_GIVEN PASSAGE_:
The goals of a kyphoplasty surgical procedure are designed to stop the pain caused by a spinal fracture, to stabilize the bone, and to restore some or all of the lost vertebral body height due to the compression fracture.
Performing Kyphoplasty Surgery
- During kyphoplasty surgery, a small incision is made in the back through which the doctor places a narrow tube. Using fluoroscopy to guide it to the correct position, the tube creates a path through the back into the fractured area through the pedicle of the involved vertebrae.
- Using X-ray images, the doctor inserts a special balloon through the tube and into the vertebrae, then gently and carefully inflates it. As the balloon inflates, it elevates the fracture, returning the pieces to a more normal position. It also compacts the soft inner bone to create a cavity inside the vertebrae.
- The balloon is removed and the doctor uses specially designed instruments under low pressure to fill the cavity with a cement-like material called polymethylmethacrylate (PMMA). After being injected, the pasty material hardens quickly, stabilizing the bone.

_ACTIVITIES_:
(a) In the kyphoplasty passage, what material fills the cavity inside the vertebrae?
(b) Please list every goal of the procedure that the kyphoplasty passage names.
(c) Extend the kyphoplasty passage, picking up after its final sentence.

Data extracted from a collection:
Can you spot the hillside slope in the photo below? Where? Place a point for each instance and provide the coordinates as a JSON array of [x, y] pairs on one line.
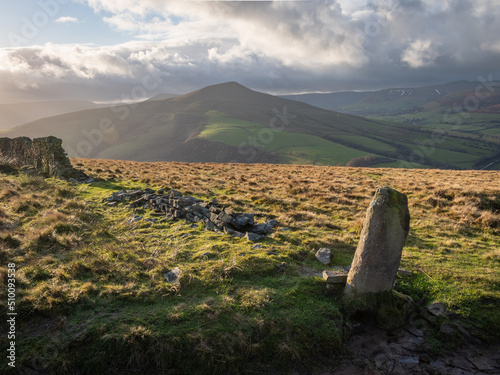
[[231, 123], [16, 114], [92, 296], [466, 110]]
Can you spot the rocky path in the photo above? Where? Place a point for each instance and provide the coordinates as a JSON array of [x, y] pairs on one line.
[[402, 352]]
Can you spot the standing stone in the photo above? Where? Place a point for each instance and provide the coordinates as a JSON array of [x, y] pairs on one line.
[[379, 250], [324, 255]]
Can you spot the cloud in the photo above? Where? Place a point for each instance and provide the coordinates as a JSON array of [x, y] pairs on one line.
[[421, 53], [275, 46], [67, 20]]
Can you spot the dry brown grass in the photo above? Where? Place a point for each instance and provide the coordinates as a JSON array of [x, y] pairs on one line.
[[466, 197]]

--

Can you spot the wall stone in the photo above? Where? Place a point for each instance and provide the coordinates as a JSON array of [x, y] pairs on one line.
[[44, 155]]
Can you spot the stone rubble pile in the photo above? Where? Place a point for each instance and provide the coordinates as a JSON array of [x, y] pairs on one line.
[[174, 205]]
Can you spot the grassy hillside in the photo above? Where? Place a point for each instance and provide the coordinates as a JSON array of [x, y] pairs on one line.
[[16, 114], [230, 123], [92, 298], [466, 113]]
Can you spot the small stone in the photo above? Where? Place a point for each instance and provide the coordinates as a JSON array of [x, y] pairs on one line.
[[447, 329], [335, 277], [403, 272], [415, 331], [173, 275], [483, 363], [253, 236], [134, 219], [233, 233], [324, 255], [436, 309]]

* * *

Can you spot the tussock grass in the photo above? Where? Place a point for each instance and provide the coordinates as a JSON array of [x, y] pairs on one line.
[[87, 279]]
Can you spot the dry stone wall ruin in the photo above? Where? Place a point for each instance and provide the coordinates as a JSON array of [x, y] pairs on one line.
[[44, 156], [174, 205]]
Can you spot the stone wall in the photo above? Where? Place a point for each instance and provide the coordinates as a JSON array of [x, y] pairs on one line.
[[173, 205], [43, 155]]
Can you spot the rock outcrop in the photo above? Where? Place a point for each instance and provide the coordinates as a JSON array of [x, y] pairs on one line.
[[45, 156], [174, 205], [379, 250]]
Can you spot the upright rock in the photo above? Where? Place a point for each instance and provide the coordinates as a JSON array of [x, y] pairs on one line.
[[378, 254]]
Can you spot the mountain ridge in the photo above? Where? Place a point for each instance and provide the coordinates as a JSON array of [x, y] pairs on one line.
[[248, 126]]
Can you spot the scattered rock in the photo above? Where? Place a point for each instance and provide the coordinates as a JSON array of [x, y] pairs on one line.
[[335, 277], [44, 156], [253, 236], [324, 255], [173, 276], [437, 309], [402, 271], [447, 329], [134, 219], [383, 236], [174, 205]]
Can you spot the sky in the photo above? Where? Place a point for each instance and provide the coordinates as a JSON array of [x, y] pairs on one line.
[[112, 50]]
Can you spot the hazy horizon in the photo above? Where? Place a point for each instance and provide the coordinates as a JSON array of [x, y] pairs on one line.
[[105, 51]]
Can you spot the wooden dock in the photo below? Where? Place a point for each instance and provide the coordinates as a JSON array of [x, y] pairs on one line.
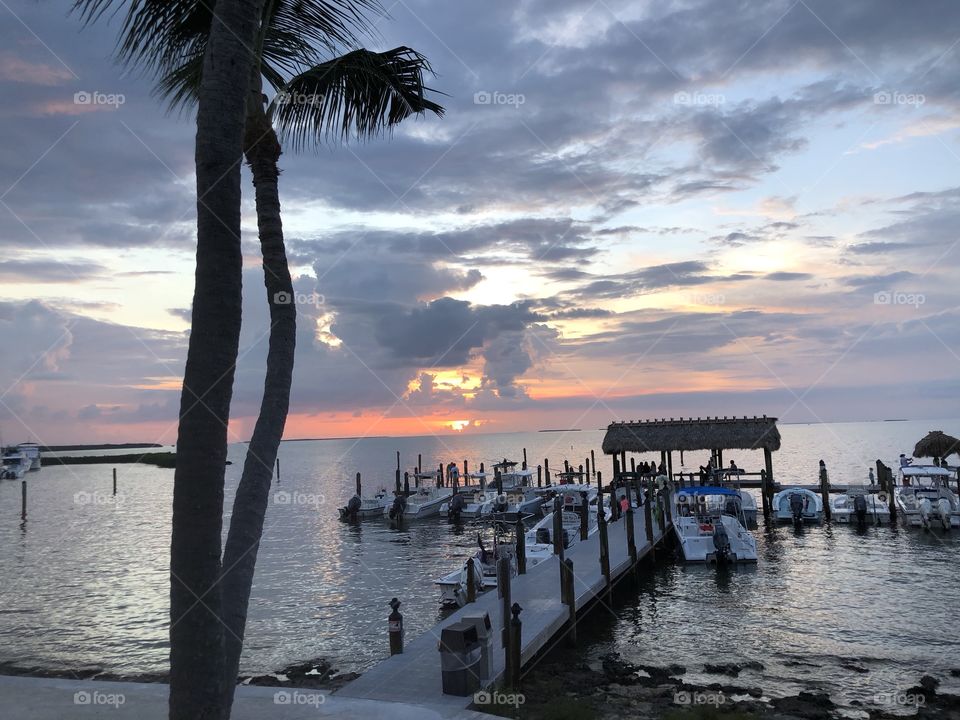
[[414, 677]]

_RESPONSES BY ITEM NUMBER_:
(a) A cement-like material called polymethylmethacrylate (PMMA).

(b)
- Stop the pain caused by a spinal fracture
- Stabilize the bone
- Restore some or all of the vertebral body height lost to the compression fracture

(c)
Kyphoplasty surgery to treat a fracture from osteoporosis is performed at a hospital under local or general anesthesia. Other logistics for a typical kyphoplasty procedure are:
- The kyphoplasty procedure takes about one hour for each vertebra involved
- Patients will be observed closely in the recovery room immediately following the kyphoplasty procedure
- Patients may spend one day in the hospital after the kyphoplasty procedure
Patients should not drive until they are given approval by their doctor. If they are released the day of the kyphoplasty surgery, they will need to arrange for transportation home from the hospital.